Is f(x) = (x+3)^(2/3) - 6x^3 concave or convex at x=-1?

Mar 12, 2017

$f \left(x\right)$ is decreasing and is concave up at $x = - 1$

Explanation:

The answer to this question lies in its first and second derivative.

First, lets find the first and second derivative.

If, $f \left(x\right) = {\left(x + 3\right)}^{\frac{3}{2}} - 6 {x}^{3}$

using the power rule, the first derivative is:

$f ' \left(x\right) = \left(\frac{3}{2}\right) {\left(x + 3\right)}^{\frac{1}{2}} - 6 \cdot 3 {x}^{2}$

$= \left(\frac{3}{2}\right) {\left(x + 3\right)}^{\frac{1}{2}} - 18 {x}^{2}$

Using the power rule once more, the second derivative is:

$f ' ' \left(x\right) = \left(\frac{3}{2}\right) \left(\frac{1}{2}\right) {\left(x + 3\right)}^{- \frac{1}{2}} - 18 \cdot 2 x$

$= \frac{3}{4 {\left(x + 3\right)}^{\frac{1}{2}}} - 36 x$

Now, recall that if, at an $x$-value, $a$,

$f ' \left(x\right) > 0$, $f \left(x\right)$ is increasing at $x = a$
$f ' \left(x\right) < 0$, $f \left(x\right)$ is decreasing at $x = a$

Also, recall that if, at an $x$-value, $a$,

$f ' ' \left(x\right) > 0$, $f \left(x\right)$ is concave up at $x = a$
$f ' ' \left(x\right) < 0$, $f \left(x\right)$ is concave down at $x = a$

So,
$f ' \left(- 1\right) = \left(\frac{3}{2}\right) {\left(- 1 + 3\right)}^{\frac{1}{2}} - 18 {\left(- 1\right)}^{2}$

$= \frac{3 \sqrt{2}}{2} - 18 = \frac{3 \sqrt{2} - 36}{2}$ which is clearly negative.

And, $f ' ' \left(- 1\right) = \frac{3}{4 {\left(- 1 + 3\right)}^{\frac{1}{2}}} - 36 \left(- 1\right)$

$= \frac{3}{4 \sqrt{2}} + 36$ which is clearly positive.

Thus, $f \left(x\right)$ is decreasing and is concave up at $x = - 1$

Stated goal a – Please return the portion of the concavity explanation starting at "Is f(x) = (x+3)^(2/3)" and ending at "its first and second derivative.", word for word.

(Pointing and labeling entries)
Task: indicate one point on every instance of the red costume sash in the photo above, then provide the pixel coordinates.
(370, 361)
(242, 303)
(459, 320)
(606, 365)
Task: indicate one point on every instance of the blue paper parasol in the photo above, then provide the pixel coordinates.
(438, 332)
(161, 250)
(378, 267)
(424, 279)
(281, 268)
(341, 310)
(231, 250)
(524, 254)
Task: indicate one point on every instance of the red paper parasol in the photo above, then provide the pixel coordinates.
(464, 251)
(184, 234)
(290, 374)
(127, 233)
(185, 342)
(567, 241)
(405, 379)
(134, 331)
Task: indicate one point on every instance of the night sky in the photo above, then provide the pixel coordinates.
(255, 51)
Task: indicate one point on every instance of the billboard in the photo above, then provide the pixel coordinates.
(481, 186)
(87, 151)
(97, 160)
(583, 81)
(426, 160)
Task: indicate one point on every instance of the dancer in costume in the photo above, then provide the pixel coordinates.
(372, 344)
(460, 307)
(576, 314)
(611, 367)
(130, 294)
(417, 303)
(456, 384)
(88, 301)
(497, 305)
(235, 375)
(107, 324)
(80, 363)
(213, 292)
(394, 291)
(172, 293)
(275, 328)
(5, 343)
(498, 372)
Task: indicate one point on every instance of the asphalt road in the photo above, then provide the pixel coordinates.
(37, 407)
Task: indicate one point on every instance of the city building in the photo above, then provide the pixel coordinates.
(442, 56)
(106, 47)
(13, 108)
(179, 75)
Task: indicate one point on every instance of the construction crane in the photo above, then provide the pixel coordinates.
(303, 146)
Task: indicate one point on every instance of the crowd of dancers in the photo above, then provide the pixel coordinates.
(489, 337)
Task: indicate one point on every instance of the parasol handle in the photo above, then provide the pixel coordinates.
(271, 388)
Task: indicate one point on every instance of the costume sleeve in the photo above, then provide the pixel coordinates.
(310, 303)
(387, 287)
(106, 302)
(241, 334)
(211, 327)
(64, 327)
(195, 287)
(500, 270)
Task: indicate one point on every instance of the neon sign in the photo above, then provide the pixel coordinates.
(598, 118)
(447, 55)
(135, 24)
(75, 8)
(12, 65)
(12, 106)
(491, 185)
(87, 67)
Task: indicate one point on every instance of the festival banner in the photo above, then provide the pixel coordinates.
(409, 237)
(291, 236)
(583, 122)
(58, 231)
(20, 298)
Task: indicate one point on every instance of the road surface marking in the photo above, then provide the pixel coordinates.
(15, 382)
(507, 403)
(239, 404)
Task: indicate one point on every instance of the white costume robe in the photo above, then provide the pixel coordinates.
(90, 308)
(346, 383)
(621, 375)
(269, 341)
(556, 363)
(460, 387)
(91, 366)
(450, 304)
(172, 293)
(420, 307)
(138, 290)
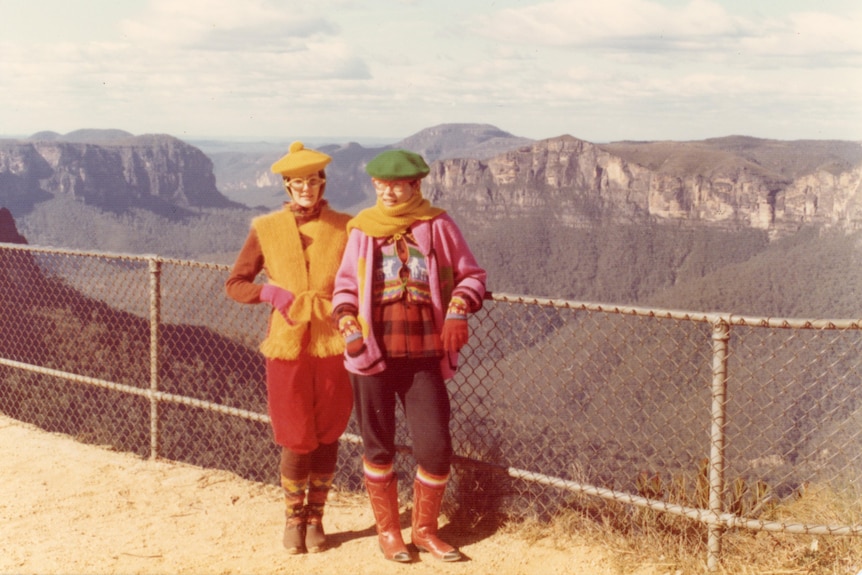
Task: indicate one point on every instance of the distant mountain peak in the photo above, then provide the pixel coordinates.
(447, 141)
(83, 136)
(8, 230)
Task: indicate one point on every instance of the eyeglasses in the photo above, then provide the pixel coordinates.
(298, 184)
(397, 186)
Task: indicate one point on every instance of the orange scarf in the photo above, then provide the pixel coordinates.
(383, 222)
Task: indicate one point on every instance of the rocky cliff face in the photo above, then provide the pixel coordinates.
(576, 182)
(144, 171)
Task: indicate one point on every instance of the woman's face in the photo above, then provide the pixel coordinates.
(394, 192)
(304, 191)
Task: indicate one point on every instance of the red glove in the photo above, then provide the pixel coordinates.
(455, 334)
(279, 298)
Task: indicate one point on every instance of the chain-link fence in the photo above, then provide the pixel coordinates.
(712, 417)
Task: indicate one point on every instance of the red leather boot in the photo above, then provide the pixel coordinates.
(427, 500)
(384, 503)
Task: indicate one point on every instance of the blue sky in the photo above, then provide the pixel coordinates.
(277, 70)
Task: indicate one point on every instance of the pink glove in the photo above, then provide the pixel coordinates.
(354, 343)
(279, 298)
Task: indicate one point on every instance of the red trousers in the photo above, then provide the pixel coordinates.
(309, 400)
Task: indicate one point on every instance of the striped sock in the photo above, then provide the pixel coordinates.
(377, 473)
(431, 480)
(294, 494)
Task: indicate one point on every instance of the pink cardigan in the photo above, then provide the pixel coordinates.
(452, 270)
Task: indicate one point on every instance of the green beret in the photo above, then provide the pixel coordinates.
(397, 165)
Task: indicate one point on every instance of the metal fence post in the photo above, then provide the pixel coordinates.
(720, 337)
(155, 320)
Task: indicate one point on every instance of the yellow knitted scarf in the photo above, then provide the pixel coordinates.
(383, 222)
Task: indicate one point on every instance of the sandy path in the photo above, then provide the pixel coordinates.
(70, 508)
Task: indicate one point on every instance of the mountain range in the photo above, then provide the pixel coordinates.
(559, 217)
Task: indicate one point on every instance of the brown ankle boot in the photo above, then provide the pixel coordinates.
(384, 503)
(294, 533)
(426, 508)
(315, 538)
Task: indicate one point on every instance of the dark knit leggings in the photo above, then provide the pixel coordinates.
(420, 387)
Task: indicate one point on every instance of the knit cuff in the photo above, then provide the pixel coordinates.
(349, 328)
(458, 309)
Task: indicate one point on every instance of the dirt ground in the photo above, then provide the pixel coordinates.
(71, 508)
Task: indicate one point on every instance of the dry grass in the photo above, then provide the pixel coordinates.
(646, 542)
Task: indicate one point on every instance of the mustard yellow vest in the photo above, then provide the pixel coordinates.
(309, 274)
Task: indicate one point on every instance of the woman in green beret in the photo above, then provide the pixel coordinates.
(406, 285)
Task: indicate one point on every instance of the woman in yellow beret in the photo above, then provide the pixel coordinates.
(309, 398)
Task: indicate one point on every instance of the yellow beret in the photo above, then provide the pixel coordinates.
(300, 162)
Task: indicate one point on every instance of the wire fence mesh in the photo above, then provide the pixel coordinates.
(553, 398)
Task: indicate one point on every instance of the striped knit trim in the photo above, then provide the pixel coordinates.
(318, 489)
(377, 473)
(431, 480)
(294, 494)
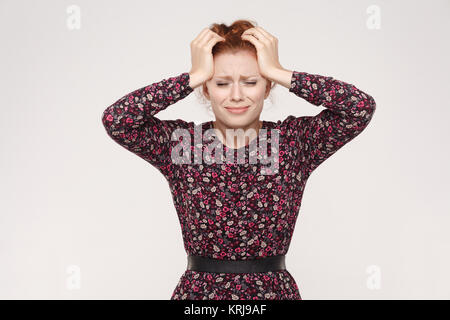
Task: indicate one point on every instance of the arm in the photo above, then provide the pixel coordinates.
(348, 112)
(130, 121)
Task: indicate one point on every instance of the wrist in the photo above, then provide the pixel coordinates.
(282, 76)
(195, 79)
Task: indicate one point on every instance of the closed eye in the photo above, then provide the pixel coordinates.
(224, 84)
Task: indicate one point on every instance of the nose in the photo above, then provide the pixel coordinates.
(236, 92)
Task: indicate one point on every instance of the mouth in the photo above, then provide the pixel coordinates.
(237, 110)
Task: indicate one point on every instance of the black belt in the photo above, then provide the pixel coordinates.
(201, 263)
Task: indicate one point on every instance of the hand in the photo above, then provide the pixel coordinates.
(201, 55)
(267, 50)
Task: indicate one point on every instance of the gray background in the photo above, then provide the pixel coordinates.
(83, 218)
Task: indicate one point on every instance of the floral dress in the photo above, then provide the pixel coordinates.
(234, 211)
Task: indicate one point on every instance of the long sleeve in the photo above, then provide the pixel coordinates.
(348, 112)
(131, 120)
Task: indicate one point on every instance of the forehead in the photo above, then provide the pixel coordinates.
(227, 77)
(240, 65)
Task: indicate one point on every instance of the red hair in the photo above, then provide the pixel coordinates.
(233, 42)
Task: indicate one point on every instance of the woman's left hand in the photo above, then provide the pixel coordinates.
(267, 50)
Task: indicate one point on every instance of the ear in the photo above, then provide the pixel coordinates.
(268, 87)
(205, 91)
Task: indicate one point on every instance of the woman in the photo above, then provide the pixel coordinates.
(236, 219)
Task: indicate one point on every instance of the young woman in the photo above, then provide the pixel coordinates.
(237, 219)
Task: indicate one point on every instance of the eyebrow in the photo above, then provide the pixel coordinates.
(241, 77)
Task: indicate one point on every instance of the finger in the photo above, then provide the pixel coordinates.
(257, 34)
(212, 42)
(265, 33)
(202, 34)
(252, 40)
(207, 37)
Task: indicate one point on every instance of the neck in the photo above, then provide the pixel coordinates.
(237, 138)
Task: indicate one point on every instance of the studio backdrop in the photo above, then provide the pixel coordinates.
(83, 218)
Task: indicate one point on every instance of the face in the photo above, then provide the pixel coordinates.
(237, 83)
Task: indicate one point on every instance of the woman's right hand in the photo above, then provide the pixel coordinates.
(201, 56)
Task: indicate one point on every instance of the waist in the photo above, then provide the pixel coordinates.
(206, 264)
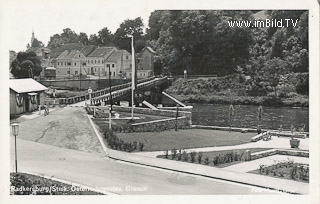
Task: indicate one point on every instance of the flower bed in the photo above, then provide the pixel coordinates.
(215, 158)
(285, 169)
(26, 184)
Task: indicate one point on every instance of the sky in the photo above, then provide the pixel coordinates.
(47, 18)
(18, 18)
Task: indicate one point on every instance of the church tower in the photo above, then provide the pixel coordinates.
(32, 37)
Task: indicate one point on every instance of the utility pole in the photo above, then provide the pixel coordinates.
(110, 90)
(80, 75)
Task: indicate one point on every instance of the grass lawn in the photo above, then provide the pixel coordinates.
(104, 123)
(284, 170)
(24, 184)
(185, 139)
(213, 154)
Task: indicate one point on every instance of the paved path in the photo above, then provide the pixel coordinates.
(254, 164)
(118, 177)
(65, 127)
(275, 142)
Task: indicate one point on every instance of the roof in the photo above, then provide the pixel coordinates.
(261, 15)
(55, 52)
(150, 49)
(102, 51)
(25, 85)
(86, 50)
(116, 55)
(68, 54)
(139, 55)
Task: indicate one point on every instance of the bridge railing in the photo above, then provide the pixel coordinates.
(116, 94)
(83, 97)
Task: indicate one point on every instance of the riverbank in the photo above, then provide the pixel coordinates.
(297, 101)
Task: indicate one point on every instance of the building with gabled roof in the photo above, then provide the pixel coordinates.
(95, 64)
(120, 63)
(145, 62)
(70, 63)
(25, 95)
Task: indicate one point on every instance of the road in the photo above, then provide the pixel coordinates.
(118, 177)
(64, 145)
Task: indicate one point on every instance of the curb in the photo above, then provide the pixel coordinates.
(191, 169)
(70, 183)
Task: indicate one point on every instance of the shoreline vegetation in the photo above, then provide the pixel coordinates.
(237, 90)
(300, 101)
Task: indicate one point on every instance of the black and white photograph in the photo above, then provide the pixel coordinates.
(106, 99)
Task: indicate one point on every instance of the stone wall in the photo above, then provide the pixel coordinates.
(271, 152)
(147, 111)
(161, 125)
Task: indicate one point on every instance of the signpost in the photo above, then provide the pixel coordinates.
(90, 92)
(15, 132)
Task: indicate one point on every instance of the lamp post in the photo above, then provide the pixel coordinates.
(15, 132)
(110, 90)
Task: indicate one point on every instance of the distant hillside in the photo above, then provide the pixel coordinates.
(260, 15)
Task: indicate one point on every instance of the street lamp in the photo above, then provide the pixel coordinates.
(15, 132)
(110, 91)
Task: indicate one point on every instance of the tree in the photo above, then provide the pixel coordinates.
(105, 37)
(67, 36)
(94, 40)
(127, 28)
(273, 71)
(83, 38)
(26, 65)
(37, 43)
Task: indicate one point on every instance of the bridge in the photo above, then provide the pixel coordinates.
(120, 93)
(117, 92)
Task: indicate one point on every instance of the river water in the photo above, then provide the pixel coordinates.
(246, 116)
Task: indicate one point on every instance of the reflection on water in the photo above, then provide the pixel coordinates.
(246, 116)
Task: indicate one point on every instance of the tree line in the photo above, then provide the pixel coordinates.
(203, 42)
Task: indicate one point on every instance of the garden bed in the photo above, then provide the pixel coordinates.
(186, 139)
(27, 184)
(285, 170)
(218, 159)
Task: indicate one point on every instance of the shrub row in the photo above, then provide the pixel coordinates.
(117, 144)
(286, 169)
(182, 155)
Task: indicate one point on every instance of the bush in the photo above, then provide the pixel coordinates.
(141, 146)
(302, 86)
(173, 153)
(199, 157)
(166, 154)
(206, 160)
(185, 155)
(193, 156)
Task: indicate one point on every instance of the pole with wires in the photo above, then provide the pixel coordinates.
(133, 78)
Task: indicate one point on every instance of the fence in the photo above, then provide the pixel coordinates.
(101, 92)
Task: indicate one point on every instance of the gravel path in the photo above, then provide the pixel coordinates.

Stated goal b – In the records, starting at the line that contains "Task: indicate one point on every instance of the garden" and ending at the last line of the records, change "shrub row" to "hedgerow" and reproduce those lines with everything else left intact.

Worked answer a –
Is f(x) = (x+3)^(2/3) - 6x^3 concave or convex at x=-1?

Mar 12, 2017

$f \left(x\right)$ is decreasing and is concave up at $x = - 1$

Explanation:

The answer to this question lies in its first and second derivative.

Worked answer b –
Task: indicate one point on every instance of the garden bed in the photo above, then provide the pixel coordinates.
(186, 139)
(27, 184)
(285, 170)
(218, 159)
Task: indicate one point on every instance of the hedgerow in the photo above, then provide the pixel coordinates.
(117, 144)
(286, 169)
(182, 155)
Task: indicate one point on every instance of the bush in the photo above, then provide the pixel coordinates.
(141, 146)
(302, 86)
(173, 153)
(199, 157)
(166, 154)
(206, 160)
(185, 155)
(193, 156)
Task: indicate one point on every instance of the pole with wires in the photo above, then provide the pixel coordinates.
(133, 78)
Task: indicate one point on every instance of the fence in the photo above, then provide the pixel coordinates.
(101, 92)
Task: indicate one point on every instance of the gravel path in the photo above, then provide the pixel coordinates.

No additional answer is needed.